(SELECTED TEXT Opens)

Thursday it was the Soldotna High School Class of 2000's turn to step forward and claim diplomas.
Sentiments of fun and fondness marked the occasion.
When salutatorian Sarah Daigle asked her classmates if any of them enjoyed their time at SoHi, all of them immediately stood up.
"I am proud of everyone and extremely proud of my class," she said.
Jessica Foster, the first of four valedictorians who addressed the audience, echoed that upbeat attitude as she recounted a litany of memorably silly events.
"Remember all the fun we had?" she asked her classmates, before concluding, "To quote Bill and Ted, we have had a most excellent adventure."
Tara Cutting showed the more serious side of SoHi. She quoted dictums from Winston Churchill and Mother Theresa on persisting in the face of adversity.
It was a moving, personal message from the pale young woman who survived a two-year ordeal of brain cancer and radiation treatments yet managed to maintain a perfect A grade average.
"Never give up," she told the group. "The only reason I made it through chemotherapy was trust in God."
Demonstrating how deeply Cutting's courage and accomplishments have touched the school and community, the crowd gave her a standing ovation.
Sarah Histand spoke on themes of positive change.
"It's incredible how much we've grown up since we started school," she told her classmates.

(SELECTED TEXT Closes)
(ENTRIES SHOWN Opens)

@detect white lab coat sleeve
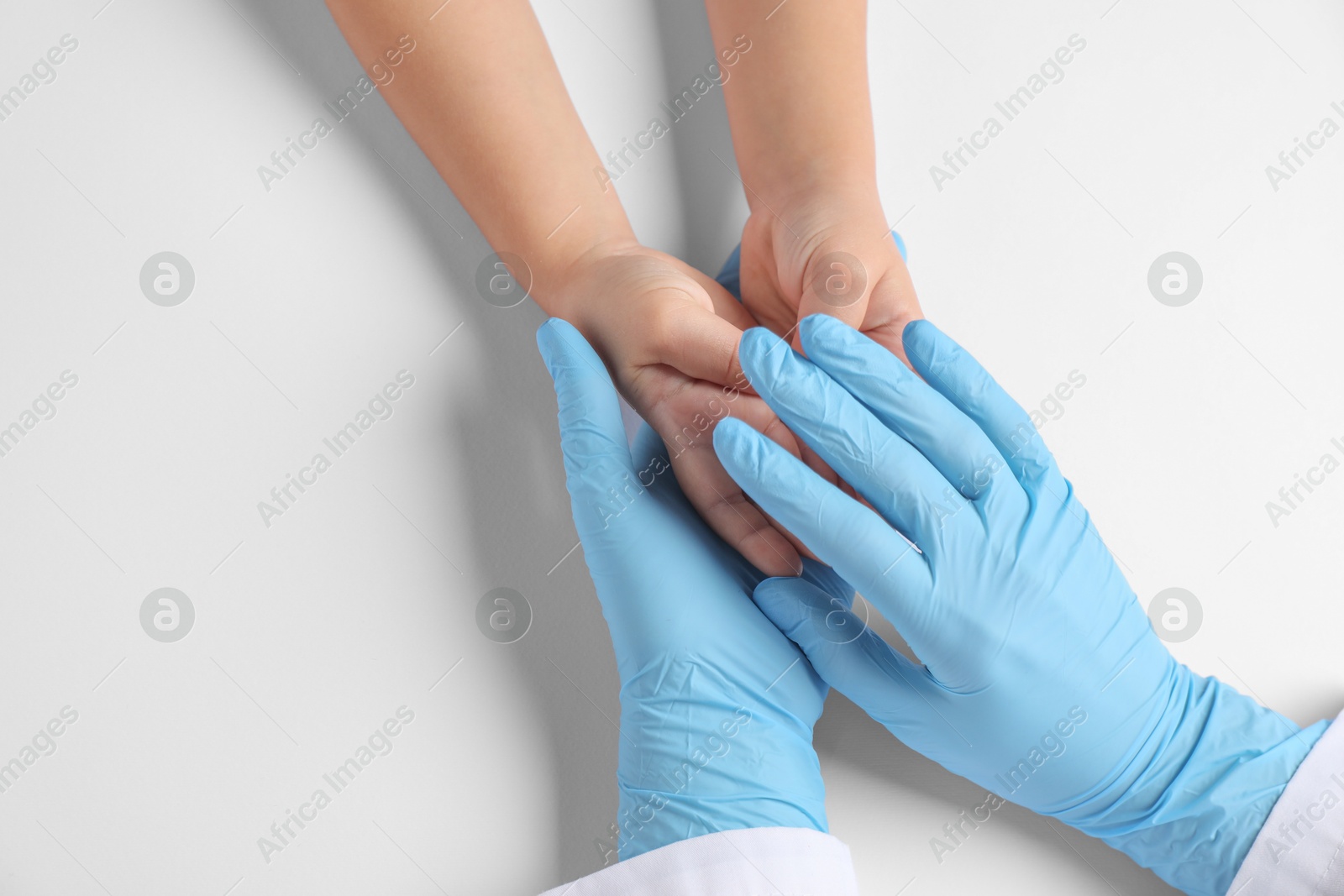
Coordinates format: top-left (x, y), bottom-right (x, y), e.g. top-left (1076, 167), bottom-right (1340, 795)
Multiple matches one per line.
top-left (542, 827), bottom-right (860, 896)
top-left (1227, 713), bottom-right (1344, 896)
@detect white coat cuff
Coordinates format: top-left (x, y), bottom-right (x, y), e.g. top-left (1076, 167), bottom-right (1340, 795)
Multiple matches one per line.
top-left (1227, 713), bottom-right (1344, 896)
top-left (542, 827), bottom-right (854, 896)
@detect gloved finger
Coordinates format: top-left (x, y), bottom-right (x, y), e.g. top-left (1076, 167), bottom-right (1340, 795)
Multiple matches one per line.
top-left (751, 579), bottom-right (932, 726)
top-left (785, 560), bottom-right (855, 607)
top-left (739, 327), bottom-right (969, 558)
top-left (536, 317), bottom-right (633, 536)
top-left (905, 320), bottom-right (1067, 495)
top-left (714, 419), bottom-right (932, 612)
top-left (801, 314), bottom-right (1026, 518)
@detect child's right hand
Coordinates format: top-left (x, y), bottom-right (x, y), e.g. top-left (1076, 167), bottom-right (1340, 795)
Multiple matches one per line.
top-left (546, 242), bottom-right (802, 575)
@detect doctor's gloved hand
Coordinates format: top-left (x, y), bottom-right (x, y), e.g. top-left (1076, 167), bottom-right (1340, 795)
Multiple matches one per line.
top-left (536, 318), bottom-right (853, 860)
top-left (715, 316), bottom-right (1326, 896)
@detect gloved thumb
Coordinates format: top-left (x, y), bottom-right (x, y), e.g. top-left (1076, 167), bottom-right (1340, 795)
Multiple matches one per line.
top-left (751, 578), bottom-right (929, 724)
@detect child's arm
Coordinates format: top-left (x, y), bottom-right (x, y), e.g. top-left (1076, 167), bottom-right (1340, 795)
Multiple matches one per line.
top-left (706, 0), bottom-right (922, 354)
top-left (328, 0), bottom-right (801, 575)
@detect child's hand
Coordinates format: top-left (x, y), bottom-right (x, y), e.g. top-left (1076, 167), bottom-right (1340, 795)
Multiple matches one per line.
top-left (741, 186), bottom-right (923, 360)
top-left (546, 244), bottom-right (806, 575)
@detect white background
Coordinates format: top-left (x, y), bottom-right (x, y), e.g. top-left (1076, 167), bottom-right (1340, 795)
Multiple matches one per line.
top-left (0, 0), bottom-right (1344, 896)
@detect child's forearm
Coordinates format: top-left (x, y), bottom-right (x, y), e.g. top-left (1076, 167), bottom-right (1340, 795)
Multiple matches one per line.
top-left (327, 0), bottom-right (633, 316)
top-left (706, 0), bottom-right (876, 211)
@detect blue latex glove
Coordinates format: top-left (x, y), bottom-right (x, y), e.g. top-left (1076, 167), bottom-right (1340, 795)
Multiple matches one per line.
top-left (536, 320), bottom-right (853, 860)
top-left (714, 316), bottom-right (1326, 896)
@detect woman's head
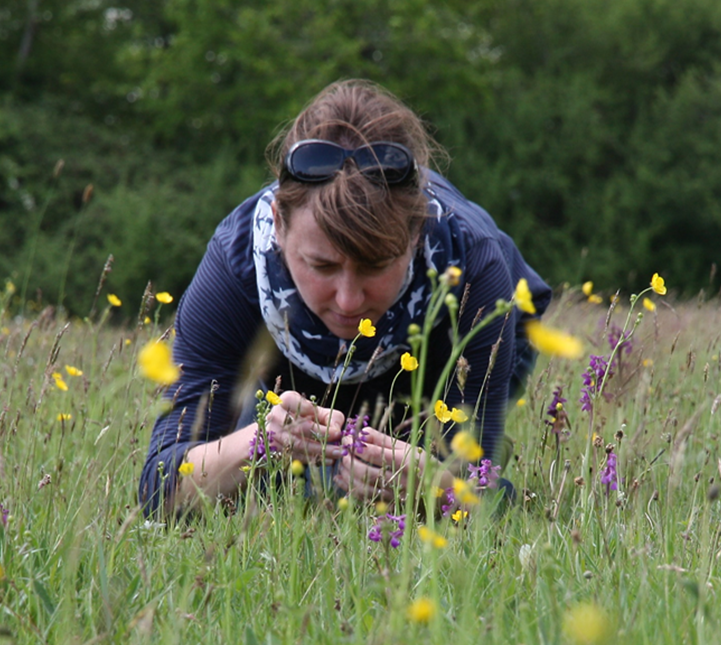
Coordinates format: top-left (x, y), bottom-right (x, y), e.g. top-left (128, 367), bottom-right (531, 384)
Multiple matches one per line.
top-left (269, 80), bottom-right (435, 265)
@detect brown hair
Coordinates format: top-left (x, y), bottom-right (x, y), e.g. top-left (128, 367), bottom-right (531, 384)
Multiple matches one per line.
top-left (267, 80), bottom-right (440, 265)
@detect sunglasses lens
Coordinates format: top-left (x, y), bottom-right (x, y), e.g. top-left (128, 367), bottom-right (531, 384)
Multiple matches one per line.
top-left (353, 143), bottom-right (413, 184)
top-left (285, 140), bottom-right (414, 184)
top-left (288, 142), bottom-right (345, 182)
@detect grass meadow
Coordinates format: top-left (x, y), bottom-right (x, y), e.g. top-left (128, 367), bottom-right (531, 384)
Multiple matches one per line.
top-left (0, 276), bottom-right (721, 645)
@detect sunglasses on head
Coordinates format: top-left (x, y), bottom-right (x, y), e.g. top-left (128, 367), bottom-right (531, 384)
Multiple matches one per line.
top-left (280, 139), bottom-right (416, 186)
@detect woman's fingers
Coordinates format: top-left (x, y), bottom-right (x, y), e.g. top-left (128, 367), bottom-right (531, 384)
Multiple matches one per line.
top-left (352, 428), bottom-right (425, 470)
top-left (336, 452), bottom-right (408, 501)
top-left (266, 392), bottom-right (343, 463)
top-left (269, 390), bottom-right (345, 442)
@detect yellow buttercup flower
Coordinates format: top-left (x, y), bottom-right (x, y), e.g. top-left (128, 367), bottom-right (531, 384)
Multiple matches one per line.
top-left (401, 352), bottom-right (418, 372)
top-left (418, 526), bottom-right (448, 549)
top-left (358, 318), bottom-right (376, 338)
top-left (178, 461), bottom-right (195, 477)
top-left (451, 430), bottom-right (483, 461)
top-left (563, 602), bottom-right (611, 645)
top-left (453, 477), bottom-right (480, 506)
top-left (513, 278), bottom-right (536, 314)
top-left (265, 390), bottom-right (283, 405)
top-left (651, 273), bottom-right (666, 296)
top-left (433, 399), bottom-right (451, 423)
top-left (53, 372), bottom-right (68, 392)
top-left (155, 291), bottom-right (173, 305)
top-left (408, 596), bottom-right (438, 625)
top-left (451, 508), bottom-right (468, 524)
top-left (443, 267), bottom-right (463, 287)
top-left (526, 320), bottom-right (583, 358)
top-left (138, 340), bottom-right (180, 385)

(ENTRIES SHOWN Closes)
(ENTRIES SHOWN Opens)

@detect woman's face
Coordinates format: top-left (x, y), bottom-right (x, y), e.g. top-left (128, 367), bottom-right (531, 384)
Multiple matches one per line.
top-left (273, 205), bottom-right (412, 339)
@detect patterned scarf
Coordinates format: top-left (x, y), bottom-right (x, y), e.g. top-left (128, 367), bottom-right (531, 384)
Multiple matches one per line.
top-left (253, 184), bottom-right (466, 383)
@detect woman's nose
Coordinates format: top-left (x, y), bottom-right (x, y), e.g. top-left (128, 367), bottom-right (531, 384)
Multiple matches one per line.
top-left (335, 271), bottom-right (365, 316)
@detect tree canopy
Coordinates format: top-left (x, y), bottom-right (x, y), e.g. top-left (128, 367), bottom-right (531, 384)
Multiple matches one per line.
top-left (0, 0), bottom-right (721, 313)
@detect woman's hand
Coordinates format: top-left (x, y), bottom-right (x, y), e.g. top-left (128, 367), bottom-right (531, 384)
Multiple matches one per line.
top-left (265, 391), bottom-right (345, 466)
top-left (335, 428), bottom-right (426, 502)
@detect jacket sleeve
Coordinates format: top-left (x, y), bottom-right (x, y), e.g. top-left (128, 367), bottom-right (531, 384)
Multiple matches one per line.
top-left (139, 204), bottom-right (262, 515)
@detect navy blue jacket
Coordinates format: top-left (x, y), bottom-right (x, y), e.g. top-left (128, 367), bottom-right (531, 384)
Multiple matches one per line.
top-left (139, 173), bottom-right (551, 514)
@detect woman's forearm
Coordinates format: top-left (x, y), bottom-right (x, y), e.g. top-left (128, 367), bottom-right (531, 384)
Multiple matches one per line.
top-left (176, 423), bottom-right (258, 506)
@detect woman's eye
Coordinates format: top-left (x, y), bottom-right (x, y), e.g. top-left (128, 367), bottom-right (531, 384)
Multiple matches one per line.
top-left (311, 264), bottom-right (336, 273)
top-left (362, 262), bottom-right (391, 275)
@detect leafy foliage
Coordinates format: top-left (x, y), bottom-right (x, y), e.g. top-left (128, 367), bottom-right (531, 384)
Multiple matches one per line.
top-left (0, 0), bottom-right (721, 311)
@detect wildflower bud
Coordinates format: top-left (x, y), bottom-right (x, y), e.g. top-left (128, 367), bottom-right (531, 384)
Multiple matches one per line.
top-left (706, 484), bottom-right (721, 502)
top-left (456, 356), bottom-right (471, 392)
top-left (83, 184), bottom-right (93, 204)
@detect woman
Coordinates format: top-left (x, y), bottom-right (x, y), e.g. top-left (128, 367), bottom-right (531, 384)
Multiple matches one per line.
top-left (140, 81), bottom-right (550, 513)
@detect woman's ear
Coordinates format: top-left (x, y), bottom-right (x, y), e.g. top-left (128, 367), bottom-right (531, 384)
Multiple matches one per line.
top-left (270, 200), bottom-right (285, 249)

(ENTRIES SHOWN Closes)

■ **WORK INSTRUCTIONS**:
[1] In the graduation article, do these statements agree with the text? (a) Sarah Daigle was the salutatorian. (b) Jessica Foster was the only valedictorian who spoke. (c) Tara Cutting quoted Winston Churchill. Answer yes or no for each, quoting the words that decide it.
[2] Echo the graduation article word for word from "It was a moving, personal" to "a standing ovation.".
The lines have nothing to do with the text.

■ **RESPONSES BY ITEM NUMBER**:
[1]
(a) Yes: "salutatorian Sarah Daigle"
(b) No: "the first of four valedictorians who addressed the audience"
(c) Yes: "She quoted dictums from Winston Churchill and Mother Theresa"

[2]
It was a moving, personal message from the pale young woman who survived a two-year ordeal of brain cancer and radiation treatments yet managed to maintain a perfect A grade average.
"Never give up," she told the group. "The only reason I made it through chemotherapy was trust in God."
Demonstrating how deeply Cutting's courage and accomplishments have touched the school and community, the crowd gave her a standing ovation.